● **Task objective**:
Format the records below as a JSON list of strings, with one string per line and no blank lines, and leave out the pictures.

● **Rows from a dataset for labeling boxes**:
--------------------

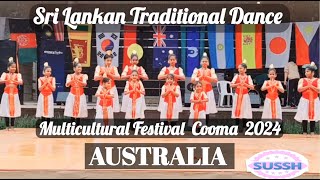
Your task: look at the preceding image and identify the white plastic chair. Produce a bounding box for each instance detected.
[217,81,233,107]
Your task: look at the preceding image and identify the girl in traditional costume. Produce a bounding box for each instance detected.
[188,81,209,129]
[294,62,320,135]
[261,64,284,120]
[96,78,114,125]
[94,51,120,112]
[191,52,218,120]
[64,58,88,125]
[122,70,146,129]
[158,50,186,112]
[121,50,149,112]
[158,74,180,125]
[36,62,56,121]
[231,61,254,132]
[0,57,23,130]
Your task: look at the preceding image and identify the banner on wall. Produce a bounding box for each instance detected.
[68,25,92,67]
[236,24,262,69]
[208,25,234,69]
[152,26,180,69]
[9,19,37,64]
[295,21,320,66]
[96,24,121,67]
[265,23,292,68]
[38,39,66,99]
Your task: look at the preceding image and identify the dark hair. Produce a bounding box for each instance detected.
[130,53,139,60]
[131,69,139,74]
[240,63,248,69]
[268,68,277,74]
[167,74,174,79]
[72,60,80,68]
[43,66,51,72]
[193,81,202,90]
[104,53,113,60]
[102,78,110,83]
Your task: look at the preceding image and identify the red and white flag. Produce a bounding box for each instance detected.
[265,23,292,68]
[53,21,64,41]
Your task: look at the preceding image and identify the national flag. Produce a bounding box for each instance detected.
[295,22,319,65]
[186,26,201,77]
[68,24,92,67]
[208,25,235,69]
[96,24,121,67]
[122,25,137,69]
[153,25,180,69]
[53,21,64,41]
[38,39,66,99]
[236,24,262,69]
[9,19,37,64]
[265,23,292,68]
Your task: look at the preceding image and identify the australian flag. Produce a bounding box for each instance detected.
[153,25,180,69]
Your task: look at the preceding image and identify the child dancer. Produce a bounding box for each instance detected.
[122,70,146,129]
[158,74,180,125]
[231,61,254,132]
[0,57,23,130]
[36,62,56,121]
[158,50,186,112]
[261,64,284,120]
[188,81,209,130]
[64,58,88,125]
[191,53,218,120]
[96,78,114,125]
[94,51,120,112]
[121,50,149,112]
[294,62,320,135]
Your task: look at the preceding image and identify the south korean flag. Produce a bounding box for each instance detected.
[96,24,121,67]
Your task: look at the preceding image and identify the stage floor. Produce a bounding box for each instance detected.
[0,128,320,178]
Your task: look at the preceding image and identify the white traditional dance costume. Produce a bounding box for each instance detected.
[158,67,184,112]
[262,80,283,120]
[231,74,253,119]
[64,74,88,118]
[158,83,180,121]
[96,86,114,120]
[294,78,320,122]
[0,73,22,118]
[190,68,218,114]
[94,66,120,112]
[188,91,208,126]
[36,77,56,118]
[121,65,147,112]
[122,81,146,119]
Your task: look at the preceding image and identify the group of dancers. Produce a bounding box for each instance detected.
[0,50,320,134]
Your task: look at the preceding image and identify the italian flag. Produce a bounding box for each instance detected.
[236,24,262,69]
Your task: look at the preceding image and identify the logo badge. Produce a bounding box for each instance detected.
[246,150,309,179]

--------------------

● **Final answer**:
[
  "Your task: look at the preceding image and identify the white plastic chair. Produce a bounding box for each instance detected.",
  "[217,81,233,107]",
  "Your task: look at the preceding image and identify the girl in traditional costume. Produce a bounding box for each instance detected.",
  "[188,81,209,129]",
  "[294,62,320,135]",
  "[261,64,284,120]",
  "[96,78,114,125]",
  "[94,51,120,112]",
  "[191,52,218,120]",
  "[64,58,88,125]",
  "[122,70,146,129]",
  "[158,50,186,112]",
  "[121,50,149,112]",
  "[158,74,180,125]",
  "[36,62,56,121]",
  "[231,61,254,132]",
  "[0,57,23,130]",
  "Your task: look at the preceding image and identify the banner on wall. Produce a bounding box for each instance detected.",
  "[68,25,92,67]",
  "[236,24,262,69]",
  "[208,25,234,69]",
  "[152,26,180,69]",
  "[9,19,37,64]",
  "[295,21,320,66]",
  "[96,24,121,67]",
  "[265,23,292,68]",
  "[38,39,66,99]",
  "Your task: look at the preceding image and identify the dark hair. Produce a bounding box for each instance detected.",
  "[130,53,139,60]",
  "[131,69,139,74]",
  "[240,63,248,69]",
  "[268,68,277,74]",
  "[167,74,174,79]",
  "[72,60,80,68]",
  "[43,66,51,72]",
  "[193,81,202,90]",
  "[104,53,113,60]",
  "[102,78,110,83]",
  "Your task: look at the preceding image and identify the red and white flag. Produce a bounding box for each instance detected.",
  "[265,23,292,68]",
  "[53,21,64,41]",
  "Your task: look at the preceding image and identify the national flag. Produce a bounding box for each instance detected.",
  "[295,22,319,65]",
  "[186,26,201,77]",
  "[68,24,92,67]",
  "[208,25,235,69]",
  "[96,24,121,67]",
  "[122,25,137,69]",
  "[153,25,180,69]",
  "[53,21,64,41]",
  "[38,39,66,99]",
  "[236,24,262,69]",
  "[9,19,37,64]",
  "[265,23,292,68]",
  "Your task: look at the preceding image and identify the australian flag. Produce a bounding box for each instance detected.",
  "[153,25,180,69]",
  "Your task: look at the preceding image and identify the child dancer. Produce a bounding box for each instance detected.",
  "[122,70,146,129]",
  "[158,74,180,125]",
  "[231,61,254,132]",
  "[0,57,23,130]",
  "[36,62,56,121]",
  "[158,50,186,112]",
  "[261,64,284,120]",
  "[188,81,209,130]",
  "[64,58,88,125]",
  "[191,53,218,120]",
  "[96,78,114,125]",
  "[94,51,120,112]",
  "[121,50,149,112]",
  "[294,62,320,135]",
  "Your task: look at the preceding image and identify the south korean flag. Produce a bounding box for each instance detected.",
  "[96,24,121,67]",
  "Your task: look at the preceding image and identify the stage floor. Produce a bounding box for each instance detected.",
  "[0,128,320,178]",
  "Your task: look at the preceding image and identify the white traditional dance costume. Produce a bounding box for each instance detected.",
  "[158,67,184,112]",
  "[262,80,283,120]",
  "[231,74,253,119]",
  "[64,74,88,118]",
  "[158,83,180,121]",
  "[96,86,114,120]",
  "[294,78,320,122]",
  "[0,73,22,118]",
  "[190,68,218,114]",
  "[94,66,120,112]",
  "[188,91,208,126]",
  "[36,77,56,118]",
  "[121,65,147,112]",
  "[122,81,146,119]",
  "Your task: look at the preceding image and identify the group of dancers. Produce a bounding box for each instance detected.",
  "[0,50,320,134]",
  "Your task: look at the preceding image and identify the italian flag. Produce a bounding box for each instance detected.",
  "[236,24,262,69]",
  "Your task: look at the preceding image and identify the logo badge. Produce a bounding box for each instance detected.",
  "[246,150,309,179]"
]